— start DATA FOR THIS EXERCISE —
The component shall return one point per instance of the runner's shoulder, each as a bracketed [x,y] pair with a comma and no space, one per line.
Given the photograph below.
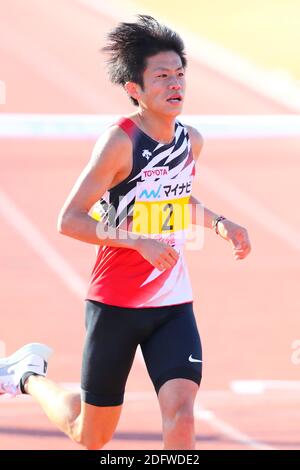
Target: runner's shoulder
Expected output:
[114,146]
[196,140]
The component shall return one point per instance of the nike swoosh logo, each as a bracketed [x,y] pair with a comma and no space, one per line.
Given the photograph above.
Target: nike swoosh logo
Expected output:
[191,359]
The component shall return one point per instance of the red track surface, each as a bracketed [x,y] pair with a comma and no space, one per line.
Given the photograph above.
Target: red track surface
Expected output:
[247,311]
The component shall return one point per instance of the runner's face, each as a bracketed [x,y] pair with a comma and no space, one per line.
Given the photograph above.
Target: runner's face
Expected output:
[164,84]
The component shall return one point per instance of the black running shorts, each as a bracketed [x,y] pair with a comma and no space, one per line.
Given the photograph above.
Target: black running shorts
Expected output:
[169,341]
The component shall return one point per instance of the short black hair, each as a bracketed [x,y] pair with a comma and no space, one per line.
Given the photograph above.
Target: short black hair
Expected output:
[130,44]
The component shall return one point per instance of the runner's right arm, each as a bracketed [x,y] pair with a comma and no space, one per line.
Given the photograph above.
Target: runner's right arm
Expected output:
[110,163]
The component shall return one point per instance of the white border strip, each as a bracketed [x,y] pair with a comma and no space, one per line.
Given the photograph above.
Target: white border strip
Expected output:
[90,126]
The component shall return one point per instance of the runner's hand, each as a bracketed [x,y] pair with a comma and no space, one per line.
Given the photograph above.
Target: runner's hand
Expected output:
[237,237]
[161,255]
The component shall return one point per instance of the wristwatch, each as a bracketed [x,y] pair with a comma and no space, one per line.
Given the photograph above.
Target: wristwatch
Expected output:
[216,221]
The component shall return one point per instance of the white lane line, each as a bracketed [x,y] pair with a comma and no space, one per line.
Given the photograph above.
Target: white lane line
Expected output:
[247,205]
[278,87]
[90,126]
[229,431]
[31,235]
[258,387]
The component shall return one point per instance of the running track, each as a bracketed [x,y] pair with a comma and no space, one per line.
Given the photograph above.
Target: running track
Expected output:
[247,311]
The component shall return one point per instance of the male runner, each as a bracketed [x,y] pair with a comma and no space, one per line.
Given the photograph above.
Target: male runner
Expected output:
[141,171]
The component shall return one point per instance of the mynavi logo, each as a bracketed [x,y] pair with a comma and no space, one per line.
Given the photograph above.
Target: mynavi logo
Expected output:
[150,194]
[147,154]
[156,172]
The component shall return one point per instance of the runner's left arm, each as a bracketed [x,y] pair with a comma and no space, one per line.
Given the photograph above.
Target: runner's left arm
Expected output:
[234,233]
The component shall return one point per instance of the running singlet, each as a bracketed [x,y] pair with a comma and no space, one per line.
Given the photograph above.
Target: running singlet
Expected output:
[154,197]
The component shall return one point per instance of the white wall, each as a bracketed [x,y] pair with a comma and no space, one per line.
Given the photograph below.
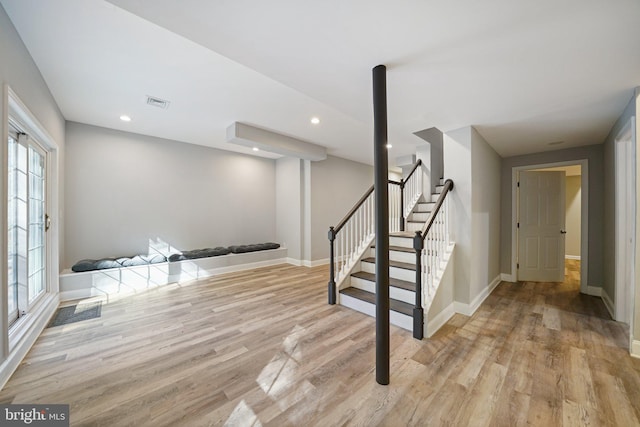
— end DATA FOR THIS EXERCISE —
§ DIRECTION
Starting with the line containing "the white lane" and continuing through the end of the rows, reproduce every line, requests included, with each point coordinate in the answers offset by -16. Leave the pictures out.

§ EXPECTED ANSWER
The component shall return one point per instance of the white lane line, each as a bracketed [x,y] pair with a comma and no space, one per line.
Given the photograph above.
Target: white lane line
Expected output:
[231,189]
[262,71]
[74,110]
[213,415]
[15,219]
[242,371]
The component shall return one point per instance of the running track, each as a bracketed [x,y] pair with a comma and no space, one per line.
Given the photograph above.
Target: running track
Expected output:
[231,295]
The component shall return one point per instance of the male runner, each as a bracketed [x,y] pair with a comma and no space, one per line.
Given the photograph above.
Target: male runner
Expected output:
[125,155]
The component shall return one point per instance of the mynavi logo, each as a bracketed [x,y] pair with a comma and no space, one per line.
Given the photograph above.
Target: mynavi logo
Expected output:
[134,178]
[131,138]
[140,156]
The component shall return one point per instance of the runner's left arm, each as a bracketed [x,y] pair with a comma and no space, one per line.
Given the photograph above.
Target: runner's left arm
Expected output:
[218,217]
The component shall return one point per instance of the running singlet, each as a bracketed [x,y] pair with a comma and no space, one per line.
Given the photograph above.
Target: running singlet
Expected output:
[138,181]
The component shall return one point per instance of the white wall, each as a bracketed [x,y] pair with a comma and no space, one per line.
Given the photograph below.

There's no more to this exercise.